## What the task requires
Copy the records below line for line, keeping every character unchanged.

┄┄┄┄┄┄┄┄┄┄

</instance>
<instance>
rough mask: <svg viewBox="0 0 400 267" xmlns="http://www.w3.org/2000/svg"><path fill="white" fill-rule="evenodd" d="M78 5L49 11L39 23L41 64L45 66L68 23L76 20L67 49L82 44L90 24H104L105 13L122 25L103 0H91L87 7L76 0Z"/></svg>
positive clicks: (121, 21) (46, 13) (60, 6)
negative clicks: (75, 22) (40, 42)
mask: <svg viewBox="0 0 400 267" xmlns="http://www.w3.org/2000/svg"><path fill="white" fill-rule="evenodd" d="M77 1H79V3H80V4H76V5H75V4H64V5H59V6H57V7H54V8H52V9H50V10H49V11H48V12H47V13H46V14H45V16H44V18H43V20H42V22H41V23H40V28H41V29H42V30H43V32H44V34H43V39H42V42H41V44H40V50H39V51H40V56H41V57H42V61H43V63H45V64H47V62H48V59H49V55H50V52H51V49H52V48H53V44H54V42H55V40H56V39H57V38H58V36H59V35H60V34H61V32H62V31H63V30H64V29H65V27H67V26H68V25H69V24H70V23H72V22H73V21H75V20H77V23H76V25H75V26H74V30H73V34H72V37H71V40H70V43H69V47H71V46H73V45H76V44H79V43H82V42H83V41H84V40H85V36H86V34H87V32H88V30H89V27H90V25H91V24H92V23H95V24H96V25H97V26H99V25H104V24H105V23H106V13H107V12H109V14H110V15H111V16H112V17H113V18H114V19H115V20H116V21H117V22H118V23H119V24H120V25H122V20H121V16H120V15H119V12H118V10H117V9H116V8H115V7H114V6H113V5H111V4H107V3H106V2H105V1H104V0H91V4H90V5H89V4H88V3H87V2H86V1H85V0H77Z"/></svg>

┄┄┄┄┄┄┄┄┄┄

## Result of the exercise
</instance>
<instance>
rough mask: <svg viewBox="0 0 400 267" xmlns="http://www.w3.org/2000/svg"><path fill="white" fill-rule="evenodd" d="M78 5L49 11L39 23L41 64L45 66L68 23L76 20L67 49L82 44L90 24H104L105 13L122 25L103 0H91L87 7L76 0Z"/></svg>
positive clicks: (121, 21) (46, 13) (60, 6)
negative clicks: (75, 22) (40, 42)
mask: <svg viewBox="0 0 400 267" xmlns="http://www.w3.org/2000/svg"><path fill="white" fill-rule="evenodd" d="M77 1H79V3H80V4H76V5H75V4H64V5H59V6H57V7H54V8H52V9H50V10H49V11H48V12H47V13H46V14H45V16H44V18H43V20H42V22H41V23H40V28H41V29H42V30H43V32H44V34H43V39H42V42H41V44H40V50H39V51H40V56H41V57H42V61H43V63H45V64H47V62H48V59H49V55H50V52H51V49H52V48H53V44H54V42H55V40H56V39H57V38H58V36H59V35H60V34H61V32H62V31H63V30H64V29H65V27H67V26H68V25H69V24H70V23H72V22H73V21H75V20H77V23H76V25H75V26H74V30H73V34H72V37H71V40H70V43H69V47H71V46H73V45H76V44H79V43H82V42H83V41H84V40H85V36H86V34H87V32H88V30H89V27H90V25H91V24H92V23H95V24H96V25H97V26H99V25H104V24H105V23H106V13H107V12H109V14H110V15H111V16H112V17H113V18H114V19H115V20H116V21H117V22H118V23H119V24H120V25H122V20H121V16H120V15H119V12H118V10H117V9H116V8H115V7H114V6H113V5H111V4H107V3H106V2H105V1H104V0H91V4H90V5H89V4H88V3H87V2H86V1H85V0H77Z"/></svg>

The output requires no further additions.